Provided text:
[Start of section]

24-Hour Temp ER To Bring Back Lab and CT Scans Too!
Posted on Tuesday, January 7th, 2025
A temporary emergency room on the east side of Mercy Health Love County Hospital will open in April. This will mark the return of around-the-clock medical care one year after an F4 tornado tore through the hospital and other major businesses at Exit 15 on Interstate 35 in Marietta.
Mid-level providers will once again be on duty 24 hours a day, with the hospital/clinic physicians on call. They will treat drop-in patients and patients arriving by ambulance.
Also to resume, inside the ER, will be the full-service Laboratory Department that, prior to the tornado, served the hospital, clinic, emergency room, and the general public.
And the largest and most expensive piece of hospital equipment – the CT scanner – will be back in service, also inside the temporary ER. The building will be accessible from the clinic parking lot, with Legacy Park to the east.
All of these developments were announced by Hospital Administrator Scott Callender.
The temporary emergency room will consist of a group of modular buildings. Treatment rooms, a waiting room, a triage area, laboratory department, CT scanner bay, portable x-ray machine, registrar, and supply room will go inside.
These services have been sorely missed by providers, patients, and the people of Love County and surrounding counties who rely on Mercy Health Love County for medical care.
Elsewhere on campus, the Growers Market Building is undergoing conversion to EMS Station 1. The conference room of the Therapy Building is being renovated to restart the Radiation Department. The Social Services Building will receive interior repairs and resume offering rent-free offices to social service agencies and the Love County Senior Volunteer Program.
That leaves pending the Federal and State agency approval of plans for a new or renovated hospital building on its present site, in order to resume serving bed patients.
The hospital staff and Board of Control continue to work closely with insurers and the Federal agency FEMA whose guidelines control progress and whose funding will be central to restarting the hospital.

[End of section]

Record set:

[Start of section]

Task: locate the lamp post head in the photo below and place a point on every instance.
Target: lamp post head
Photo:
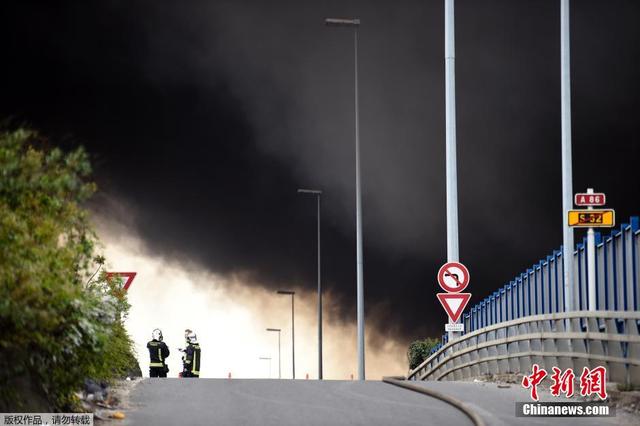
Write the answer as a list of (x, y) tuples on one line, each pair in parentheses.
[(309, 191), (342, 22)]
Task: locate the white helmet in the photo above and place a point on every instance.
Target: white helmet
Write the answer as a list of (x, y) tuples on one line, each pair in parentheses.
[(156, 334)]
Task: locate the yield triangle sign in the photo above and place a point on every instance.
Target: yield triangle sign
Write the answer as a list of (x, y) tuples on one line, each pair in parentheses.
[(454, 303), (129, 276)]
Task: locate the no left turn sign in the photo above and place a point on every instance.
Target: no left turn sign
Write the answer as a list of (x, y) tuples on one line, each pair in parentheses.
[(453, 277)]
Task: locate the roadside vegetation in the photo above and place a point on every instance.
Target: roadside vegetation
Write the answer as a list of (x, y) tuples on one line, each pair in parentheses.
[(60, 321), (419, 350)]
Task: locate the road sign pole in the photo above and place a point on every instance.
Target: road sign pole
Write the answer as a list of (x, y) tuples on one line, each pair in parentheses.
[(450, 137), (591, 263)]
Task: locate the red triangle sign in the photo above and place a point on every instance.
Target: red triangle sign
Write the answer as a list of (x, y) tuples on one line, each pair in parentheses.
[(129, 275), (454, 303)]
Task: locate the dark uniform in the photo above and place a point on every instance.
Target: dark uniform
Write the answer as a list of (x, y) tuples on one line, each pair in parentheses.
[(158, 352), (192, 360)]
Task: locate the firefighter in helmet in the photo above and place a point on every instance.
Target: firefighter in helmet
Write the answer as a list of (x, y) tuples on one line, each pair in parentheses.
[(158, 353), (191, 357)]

[End of section]

Problem description:
Answer these questions using the article about the temporary ER:
1. In what month will the temporary emergency room open?
2. Who announced the developments?
3. Which building is being converted to EMS Station 1?

Result for this exercise:
1. April
2. Hospital Administrator Scott Callender
3. The Growers Market Building